Task brief
Move the data starting at the line containing "Question. In the picture above, identify the grilled" and ending at the line containing "[(55, 211)]", both included, into your reply, keeping every line and adding -111 to each coordinate in the answers.

Supplied entries
·····

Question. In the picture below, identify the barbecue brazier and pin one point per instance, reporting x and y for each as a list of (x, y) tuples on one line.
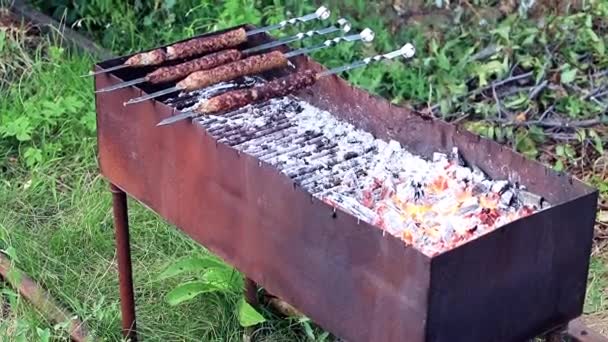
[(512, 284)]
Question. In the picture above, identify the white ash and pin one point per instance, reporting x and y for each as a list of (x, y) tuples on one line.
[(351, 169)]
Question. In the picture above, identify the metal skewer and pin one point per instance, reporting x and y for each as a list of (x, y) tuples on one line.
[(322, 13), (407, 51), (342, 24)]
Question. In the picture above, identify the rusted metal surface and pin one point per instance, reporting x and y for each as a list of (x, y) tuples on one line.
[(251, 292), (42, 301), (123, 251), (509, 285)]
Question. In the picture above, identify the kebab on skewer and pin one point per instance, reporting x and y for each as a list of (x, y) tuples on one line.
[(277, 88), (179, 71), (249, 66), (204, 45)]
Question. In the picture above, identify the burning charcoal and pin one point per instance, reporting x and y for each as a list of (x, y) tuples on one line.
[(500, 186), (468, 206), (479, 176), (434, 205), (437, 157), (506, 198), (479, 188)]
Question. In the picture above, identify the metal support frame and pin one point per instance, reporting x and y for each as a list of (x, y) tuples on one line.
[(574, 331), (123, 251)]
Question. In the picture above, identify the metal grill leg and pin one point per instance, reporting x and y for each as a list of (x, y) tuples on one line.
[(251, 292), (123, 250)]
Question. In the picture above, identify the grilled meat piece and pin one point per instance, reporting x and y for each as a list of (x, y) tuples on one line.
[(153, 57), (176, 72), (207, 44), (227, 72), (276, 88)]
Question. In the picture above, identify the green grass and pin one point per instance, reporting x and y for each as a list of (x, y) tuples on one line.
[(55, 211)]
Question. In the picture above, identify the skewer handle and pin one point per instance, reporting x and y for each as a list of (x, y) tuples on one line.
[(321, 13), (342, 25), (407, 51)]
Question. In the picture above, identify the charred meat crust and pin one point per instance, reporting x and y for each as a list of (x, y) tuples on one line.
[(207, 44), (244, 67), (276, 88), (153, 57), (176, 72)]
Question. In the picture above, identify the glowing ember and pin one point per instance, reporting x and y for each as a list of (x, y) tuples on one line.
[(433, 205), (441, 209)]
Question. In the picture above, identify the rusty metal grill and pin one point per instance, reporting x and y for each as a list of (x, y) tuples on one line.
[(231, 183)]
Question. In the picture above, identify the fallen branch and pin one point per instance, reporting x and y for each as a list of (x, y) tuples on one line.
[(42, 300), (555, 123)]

·····

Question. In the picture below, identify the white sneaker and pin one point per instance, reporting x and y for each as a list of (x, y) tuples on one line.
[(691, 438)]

·····

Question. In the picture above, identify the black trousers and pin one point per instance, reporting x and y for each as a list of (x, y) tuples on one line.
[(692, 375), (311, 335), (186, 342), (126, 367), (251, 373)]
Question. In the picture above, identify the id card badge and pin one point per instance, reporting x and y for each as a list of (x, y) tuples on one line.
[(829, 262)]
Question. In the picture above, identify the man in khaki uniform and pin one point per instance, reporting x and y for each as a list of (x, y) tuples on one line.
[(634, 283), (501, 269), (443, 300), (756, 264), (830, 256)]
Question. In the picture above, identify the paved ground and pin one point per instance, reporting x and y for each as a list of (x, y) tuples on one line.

·····

Expected answer
Question. In the picture above, identify the grilled meat piece and pin one point per instance, reporting x and y for each as a list of (x, y) tuples on one line.
[(42, -54), (65, -39), (96, -67), (116, -39), (165, -23)]
Question. In the picture above, identify the green grass and pin one point per instance, reporting x and y for each as a list of (x, y) tuples on one line.
[(-56, 100)]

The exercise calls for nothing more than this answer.